┌────────

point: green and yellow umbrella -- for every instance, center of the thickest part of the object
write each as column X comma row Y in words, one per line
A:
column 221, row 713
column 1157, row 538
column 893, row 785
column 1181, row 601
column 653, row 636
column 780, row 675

└────────

• **WHAT YOU ARE ASKED TO DO**:
The whole listing should be copied verbatim.

• **EXPECTED OUTPUT**:
point: green and yellow umbrella -- for every instance, center of the thickest part of the object
write each as column X comma row Y in words, one per line
A:
column 221, row 713
column 1157, row 538
column 893, row 785
column 1181, row 601
column 653, row 636
column 780, row 675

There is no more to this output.